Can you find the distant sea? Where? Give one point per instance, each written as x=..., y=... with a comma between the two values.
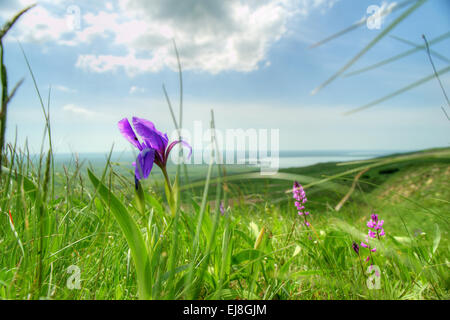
x=287, y=158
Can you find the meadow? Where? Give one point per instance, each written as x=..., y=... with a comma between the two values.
x=80, y=230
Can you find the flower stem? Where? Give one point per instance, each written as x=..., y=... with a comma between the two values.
x=166, y=177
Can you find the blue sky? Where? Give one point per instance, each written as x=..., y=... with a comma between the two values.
x=250, y=61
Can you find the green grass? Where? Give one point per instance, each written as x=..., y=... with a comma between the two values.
x=84, y=227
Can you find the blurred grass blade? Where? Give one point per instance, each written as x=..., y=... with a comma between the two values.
x=278, y=176
x=434, y=53
x=132, y=234
x=8, y=25
x=396, y=93
x=399, y=56
x=434, y=70
x=370, y=45
x=360, y=23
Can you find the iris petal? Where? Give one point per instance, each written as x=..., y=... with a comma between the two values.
x=128, y=133
x=153, y=137
x=173, y=144
x=144, y=163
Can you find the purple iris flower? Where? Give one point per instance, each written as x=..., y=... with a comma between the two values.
x=153, y=148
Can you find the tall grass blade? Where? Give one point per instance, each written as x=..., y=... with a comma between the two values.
x=370, y=45
x=132, y=234
x=398, y=92
x=400, y=56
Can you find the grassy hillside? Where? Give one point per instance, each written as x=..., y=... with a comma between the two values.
x=257, y=249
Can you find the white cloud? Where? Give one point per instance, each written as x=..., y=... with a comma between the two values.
x=64, y=89
x=135, y=89
x=76, y=110
x=211, y=35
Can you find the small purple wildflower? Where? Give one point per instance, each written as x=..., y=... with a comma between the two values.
x=355, y=247
x=222, y=209
x=375, y=231
x=300, y=196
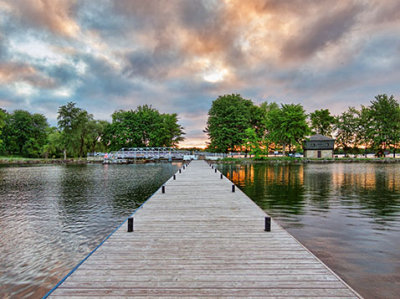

• WHAT TO DO: Give back exactly the lines from the one containing "Can you find the iris" to the final line of the entries, both included, and no picture.

• COMPLETED EXERCISE:
Can you find the iris petal? Where? Give one point per instance, each written as x=..., y=... with a comma between the two values.
x=128, y=133
x=153, y=137
x=173, y=144
x=144, y=163
Can you find the purple iris flower? Where? Give one point per instance, each written as x=..., y=... with a comma between the two values.
x=153, y=148
Can you find the tall grass blade? Where? Give one point per instance, each written as x=..., y=... with a comma between the two values.
x=370, y=45
x=132, y=234
x=398, y=92
x=400, y=56
Can you find the grassy hillside? Where? Give one point per instance, each written as x=..., y=... with a comma between the two values.
x=257, y=249
Can you find the white cloud? Where? Give one point per instance, each written as x=..., y=... with a comma between the two values.
x=64, y=89
x=135, y=89
x=76, y=110
x=211, y=35
Can you find the small purple wildflower? Where? Give one point per instance, each written as x=..., y=... with a comma between the two values.
x=355, y=247
x=222, y=209
x=375, y=231
x=300, y=196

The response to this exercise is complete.